§ **Talimat 1**:
ABD dış politikası hakkındaki metne göre aşağıdaki soruları cevaplayın.
(a) ABD dünya liderliğini özellikle hangi olayın sonunda perçinleştirmiştir?
(b) ABD'de nasıl bir devlet yapılanması vardır?
(c) Devletin çalışma biçimine hangi mantıkla yön verilmeye çalışılmaktadır?
§ **Talimat 2**:
ABD dış politikası metninde "ABD’de klasik bir" ile başlayıp "içerisinde icraatta bulunurlar." ile biten bölümü, "Yöneticilerin" yerine "Liderlerin" koyarak güncelleyin.

··· Okuma Metni

23 Aralık 2018 Pazar

TRUMP VE ABD DIŞ POLİTİKASI - Eğitimci Yazar Sıddık DEMİR - ULUSLARARASI İLİŞKİLER,

TRUMP VE ABD DIŞ POLİTİKASI

                
  Sıddık Demir   
   
      Özellikle 2. Dünya Savaşı sonunda dünya liderliğini perçinleştiren ABD süper bir güç olarak varlığını devam ettirmektedir. Bu süper gücü dengelemek isteyen başka güçlerin varlığı ABD hegemonyasının yumuşak güç -  sert güç şeklinde tavırlarının ortaya çıkmasına sebep olmaktadır.
               
      ABD’de klasik bir devlet yapılanması vardır. 
Kendi menfaatleri neyi gerektiriyorsa her halükarda onun gereklerini yerine getirirler. Yöneticilerin rolü öncelikle uygulamak istedikleri plan ve projelerle kamuoyu oluşturup ve uyguladıkları bu plan ve projelerle gündemde kalmaktır. Kendilerine biçilen süre içerisinde icraatta bulunurlar.
                
         ABD’nin şu an ki Başkanı Trump’un özellikle dış politikada oluşturduğu intibaa bakılacak olursa Devlet denilen aygıtın ne olduğu görülür. Elinde pimi çekilmeye hazır bir bomba olan yaramaz bir çocuk tablosu gibi bir Devlet kendini göstermektedir.
                
        Kendi devletinin gücünü ve kudretini Devlet adabı bilmeyen bir Başkan olgusuyla yansıtması her şeyden önce yönetici durumundaki liderin ruhsal anlamda hastalığına değilse cehaletine işarettir. Veya tüccar bir mantıkla devletin çalışma biçimine yön verilmeye çalışılması bu hegoman devleti uluslararası arenada küçük düşürmektedir. Yetkili makamlar sürekli Başkanlarının ardını kollamaktadırlar. Böyle sözüne güvenilmeyen bir lider bugün itibariyle ABD’de görünmektedir. Uluslar arası anlaşmalara veya teamüllere tek taraflı şerh koyarak devlet ciddiyetsizliği rolü oynayan bir lider bu haliyle dünya barışını tehlikeye sokmaktadır. Trump’lı ABD’i hiç bu kadar ciddiyetsiz bir duruma düşmemiştir herhalde.

······
··· Alıntılanan Kayıtlar

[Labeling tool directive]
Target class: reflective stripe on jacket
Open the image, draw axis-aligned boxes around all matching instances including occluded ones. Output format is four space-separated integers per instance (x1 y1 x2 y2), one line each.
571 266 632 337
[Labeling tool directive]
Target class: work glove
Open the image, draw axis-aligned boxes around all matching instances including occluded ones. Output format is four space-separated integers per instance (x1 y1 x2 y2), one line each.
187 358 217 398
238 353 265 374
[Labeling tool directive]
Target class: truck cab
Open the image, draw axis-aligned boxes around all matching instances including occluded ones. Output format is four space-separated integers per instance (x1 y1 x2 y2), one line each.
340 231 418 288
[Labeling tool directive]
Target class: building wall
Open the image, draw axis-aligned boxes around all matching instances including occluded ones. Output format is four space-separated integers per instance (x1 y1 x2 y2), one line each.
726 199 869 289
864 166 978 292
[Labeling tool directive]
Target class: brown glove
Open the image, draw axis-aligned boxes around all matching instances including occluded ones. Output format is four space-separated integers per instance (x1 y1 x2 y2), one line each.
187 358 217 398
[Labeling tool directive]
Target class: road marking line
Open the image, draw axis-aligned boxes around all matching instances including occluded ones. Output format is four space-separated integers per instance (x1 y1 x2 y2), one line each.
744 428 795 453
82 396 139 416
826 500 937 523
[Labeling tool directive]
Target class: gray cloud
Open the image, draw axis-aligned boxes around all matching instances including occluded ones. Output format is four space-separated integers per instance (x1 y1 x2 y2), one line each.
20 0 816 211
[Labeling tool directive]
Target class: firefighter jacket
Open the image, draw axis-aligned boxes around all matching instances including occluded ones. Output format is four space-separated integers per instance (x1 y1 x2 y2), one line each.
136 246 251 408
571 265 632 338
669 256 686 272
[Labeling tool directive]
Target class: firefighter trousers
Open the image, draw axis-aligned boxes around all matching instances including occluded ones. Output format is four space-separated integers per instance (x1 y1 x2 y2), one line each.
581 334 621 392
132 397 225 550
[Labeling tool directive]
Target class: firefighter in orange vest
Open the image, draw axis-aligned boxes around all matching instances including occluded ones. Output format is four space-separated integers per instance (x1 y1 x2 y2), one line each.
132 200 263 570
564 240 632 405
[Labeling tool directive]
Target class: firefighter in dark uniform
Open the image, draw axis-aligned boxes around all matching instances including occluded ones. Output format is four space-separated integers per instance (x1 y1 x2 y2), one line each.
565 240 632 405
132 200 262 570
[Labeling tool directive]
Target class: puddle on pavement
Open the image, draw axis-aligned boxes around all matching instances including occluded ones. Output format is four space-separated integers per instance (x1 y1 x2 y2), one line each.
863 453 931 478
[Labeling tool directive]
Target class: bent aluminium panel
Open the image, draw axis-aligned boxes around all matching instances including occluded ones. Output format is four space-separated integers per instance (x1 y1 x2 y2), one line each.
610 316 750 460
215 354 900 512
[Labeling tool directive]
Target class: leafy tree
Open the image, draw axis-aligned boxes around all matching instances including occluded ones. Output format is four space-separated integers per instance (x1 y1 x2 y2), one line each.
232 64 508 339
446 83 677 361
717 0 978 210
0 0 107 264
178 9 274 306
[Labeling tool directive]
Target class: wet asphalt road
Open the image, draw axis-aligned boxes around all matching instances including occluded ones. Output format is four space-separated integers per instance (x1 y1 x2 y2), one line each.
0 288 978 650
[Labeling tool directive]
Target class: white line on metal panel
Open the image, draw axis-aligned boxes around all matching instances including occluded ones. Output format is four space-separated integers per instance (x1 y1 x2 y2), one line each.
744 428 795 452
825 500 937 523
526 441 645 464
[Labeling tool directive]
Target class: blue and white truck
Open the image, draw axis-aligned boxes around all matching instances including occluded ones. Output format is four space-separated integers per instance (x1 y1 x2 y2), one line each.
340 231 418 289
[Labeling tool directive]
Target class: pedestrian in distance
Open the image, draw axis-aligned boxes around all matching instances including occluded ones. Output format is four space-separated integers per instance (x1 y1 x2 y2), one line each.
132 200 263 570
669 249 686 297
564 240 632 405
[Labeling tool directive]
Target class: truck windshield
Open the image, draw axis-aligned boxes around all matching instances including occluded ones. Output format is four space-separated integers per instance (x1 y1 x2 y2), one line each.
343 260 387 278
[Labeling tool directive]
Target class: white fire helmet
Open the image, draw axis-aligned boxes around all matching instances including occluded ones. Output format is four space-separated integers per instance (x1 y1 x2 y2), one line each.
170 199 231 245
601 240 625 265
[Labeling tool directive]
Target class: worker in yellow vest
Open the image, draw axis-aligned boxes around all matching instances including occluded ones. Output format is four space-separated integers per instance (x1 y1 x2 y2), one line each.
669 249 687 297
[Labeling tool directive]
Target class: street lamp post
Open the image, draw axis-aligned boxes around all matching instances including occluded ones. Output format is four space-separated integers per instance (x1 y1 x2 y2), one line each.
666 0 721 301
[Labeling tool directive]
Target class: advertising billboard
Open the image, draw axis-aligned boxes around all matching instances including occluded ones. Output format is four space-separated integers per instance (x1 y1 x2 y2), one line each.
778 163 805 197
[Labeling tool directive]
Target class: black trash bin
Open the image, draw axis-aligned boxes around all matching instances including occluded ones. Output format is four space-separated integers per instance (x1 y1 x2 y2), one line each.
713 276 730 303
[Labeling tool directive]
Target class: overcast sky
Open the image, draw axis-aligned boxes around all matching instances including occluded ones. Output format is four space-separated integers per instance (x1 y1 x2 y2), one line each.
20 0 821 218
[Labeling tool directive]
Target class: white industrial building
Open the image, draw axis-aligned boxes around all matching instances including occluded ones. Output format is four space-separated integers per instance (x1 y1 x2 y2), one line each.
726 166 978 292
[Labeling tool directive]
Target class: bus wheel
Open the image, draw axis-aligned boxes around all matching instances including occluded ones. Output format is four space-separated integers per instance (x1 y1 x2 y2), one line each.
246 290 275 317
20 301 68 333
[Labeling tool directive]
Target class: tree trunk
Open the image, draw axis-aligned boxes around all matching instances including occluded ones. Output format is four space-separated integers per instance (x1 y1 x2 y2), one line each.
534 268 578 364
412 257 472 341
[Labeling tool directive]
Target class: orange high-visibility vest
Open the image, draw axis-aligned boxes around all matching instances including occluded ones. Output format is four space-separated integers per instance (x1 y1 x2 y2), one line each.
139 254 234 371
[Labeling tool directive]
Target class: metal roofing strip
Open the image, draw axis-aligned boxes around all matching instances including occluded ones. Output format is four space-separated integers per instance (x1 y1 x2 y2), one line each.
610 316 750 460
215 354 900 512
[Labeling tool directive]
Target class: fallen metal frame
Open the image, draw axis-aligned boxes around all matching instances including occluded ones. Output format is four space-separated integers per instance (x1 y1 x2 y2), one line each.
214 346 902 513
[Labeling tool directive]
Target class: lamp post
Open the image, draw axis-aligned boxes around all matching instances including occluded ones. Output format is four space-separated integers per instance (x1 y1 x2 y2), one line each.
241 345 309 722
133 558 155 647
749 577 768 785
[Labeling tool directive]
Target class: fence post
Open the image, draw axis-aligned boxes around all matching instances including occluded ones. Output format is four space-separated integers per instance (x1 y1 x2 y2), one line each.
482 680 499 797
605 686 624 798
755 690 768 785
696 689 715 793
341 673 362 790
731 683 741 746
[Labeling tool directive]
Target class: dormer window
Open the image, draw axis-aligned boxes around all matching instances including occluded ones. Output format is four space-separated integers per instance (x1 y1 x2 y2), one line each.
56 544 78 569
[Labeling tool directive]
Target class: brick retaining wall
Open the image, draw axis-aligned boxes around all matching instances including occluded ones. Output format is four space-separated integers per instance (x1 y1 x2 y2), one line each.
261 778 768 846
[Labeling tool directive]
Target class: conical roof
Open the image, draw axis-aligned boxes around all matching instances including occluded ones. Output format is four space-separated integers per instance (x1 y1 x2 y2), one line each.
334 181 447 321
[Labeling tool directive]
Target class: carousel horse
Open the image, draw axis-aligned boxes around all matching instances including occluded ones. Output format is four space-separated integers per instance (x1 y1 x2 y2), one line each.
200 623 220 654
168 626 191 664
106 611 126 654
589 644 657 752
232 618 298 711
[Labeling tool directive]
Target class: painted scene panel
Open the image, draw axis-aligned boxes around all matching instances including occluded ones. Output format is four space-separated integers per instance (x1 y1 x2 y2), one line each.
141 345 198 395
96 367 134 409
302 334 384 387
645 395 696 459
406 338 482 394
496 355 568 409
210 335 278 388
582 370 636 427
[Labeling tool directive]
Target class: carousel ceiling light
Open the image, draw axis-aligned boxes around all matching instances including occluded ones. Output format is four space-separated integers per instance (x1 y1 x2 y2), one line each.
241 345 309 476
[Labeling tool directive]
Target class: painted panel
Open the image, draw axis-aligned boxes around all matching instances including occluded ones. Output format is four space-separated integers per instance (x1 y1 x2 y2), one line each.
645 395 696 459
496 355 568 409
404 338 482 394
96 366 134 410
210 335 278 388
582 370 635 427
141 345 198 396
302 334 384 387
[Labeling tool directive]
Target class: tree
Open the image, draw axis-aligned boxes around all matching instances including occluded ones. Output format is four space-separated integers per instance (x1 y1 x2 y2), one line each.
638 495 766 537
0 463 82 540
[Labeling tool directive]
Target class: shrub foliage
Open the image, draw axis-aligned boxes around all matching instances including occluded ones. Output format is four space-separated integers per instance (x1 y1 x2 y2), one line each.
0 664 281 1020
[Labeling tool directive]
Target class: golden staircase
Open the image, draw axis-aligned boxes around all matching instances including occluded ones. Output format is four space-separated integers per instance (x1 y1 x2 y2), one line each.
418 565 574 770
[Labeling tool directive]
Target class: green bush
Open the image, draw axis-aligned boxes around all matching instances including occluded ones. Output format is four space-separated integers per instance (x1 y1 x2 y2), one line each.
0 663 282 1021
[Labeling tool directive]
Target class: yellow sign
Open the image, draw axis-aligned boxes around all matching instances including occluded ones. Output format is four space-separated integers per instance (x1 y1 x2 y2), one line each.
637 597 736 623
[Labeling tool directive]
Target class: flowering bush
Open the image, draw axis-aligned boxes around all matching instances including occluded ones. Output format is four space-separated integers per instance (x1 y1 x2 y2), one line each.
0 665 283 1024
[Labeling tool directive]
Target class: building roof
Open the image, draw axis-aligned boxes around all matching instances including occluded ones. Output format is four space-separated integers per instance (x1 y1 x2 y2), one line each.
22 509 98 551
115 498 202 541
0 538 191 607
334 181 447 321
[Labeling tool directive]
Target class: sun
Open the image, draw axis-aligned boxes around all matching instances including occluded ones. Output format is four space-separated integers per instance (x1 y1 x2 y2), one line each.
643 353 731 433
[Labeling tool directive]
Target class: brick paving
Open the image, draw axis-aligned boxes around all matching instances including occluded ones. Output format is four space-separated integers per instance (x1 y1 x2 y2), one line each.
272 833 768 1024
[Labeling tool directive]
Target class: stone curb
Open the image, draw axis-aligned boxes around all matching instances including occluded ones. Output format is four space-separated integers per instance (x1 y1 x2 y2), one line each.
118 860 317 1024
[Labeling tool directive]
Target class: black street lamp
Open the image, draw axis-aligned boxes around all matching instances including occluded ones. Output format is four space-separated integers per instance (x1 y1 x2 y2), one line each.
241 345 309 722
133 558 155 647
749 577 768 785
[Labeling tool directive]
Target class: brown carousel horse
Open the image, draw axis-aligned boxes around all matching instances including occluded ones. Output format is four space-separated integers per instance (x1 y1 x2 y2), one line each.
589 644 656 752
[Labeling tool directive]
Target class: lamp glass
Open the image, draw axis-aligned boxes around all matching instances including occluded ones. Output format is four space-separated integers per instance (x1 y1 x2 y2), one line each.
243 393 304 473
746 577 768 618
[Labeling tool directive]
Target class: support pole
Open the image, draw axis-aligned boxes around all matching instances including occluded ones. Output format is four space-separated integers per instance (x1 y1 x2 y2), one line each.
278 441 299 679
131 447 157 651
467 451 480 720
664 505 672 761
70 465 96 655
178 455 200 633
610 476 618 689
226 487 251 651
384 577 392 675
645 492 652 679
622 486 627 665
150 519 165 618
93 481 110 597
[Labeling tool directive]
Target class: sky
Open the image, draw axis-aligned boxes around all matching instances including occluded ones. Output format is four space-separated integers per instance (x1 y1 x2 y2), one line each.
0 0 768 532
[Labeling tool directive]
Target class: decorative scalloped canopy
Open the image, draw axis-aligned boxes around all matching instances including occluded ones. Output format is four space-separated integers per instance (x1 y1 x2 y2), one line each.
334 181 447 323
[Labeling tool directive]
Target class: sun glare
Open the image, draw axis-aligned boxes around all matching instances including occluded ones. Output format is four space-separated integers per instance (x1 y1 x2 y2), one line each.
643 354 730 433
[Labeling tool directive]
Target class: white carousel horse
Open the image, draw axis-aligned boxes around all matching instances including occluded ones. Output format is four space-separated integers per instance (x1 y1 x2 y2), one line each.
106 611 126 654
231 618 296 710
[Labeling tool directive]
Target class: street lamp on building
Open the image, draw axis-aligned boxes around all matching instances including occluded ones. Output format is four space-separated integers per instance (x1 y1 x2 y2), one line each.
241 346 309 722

······

§ **Çıktı 1**:
(a) 2. Dünya Savaşı sonunda.
(b) Klasik bir devlet yapılanması.
(c) Tüccar bir mantıkla.

§ **Çıktı 2**:
ABD’de klasik bir devlet yapılanması vardır. 
Kendi menfaatleri neyi gerektiriyorsa her halükarda onun gereklerini yerine getirirler. Liderlerin rolü öncelikle uygulamak istedikleri plan ve projelerle kamuoyu oluşturup ve uyguladıkları bu plan ve projelerle gündemde kalmaktır. Kendilerine biçilen süre içerisinde icraatta bulunurlar.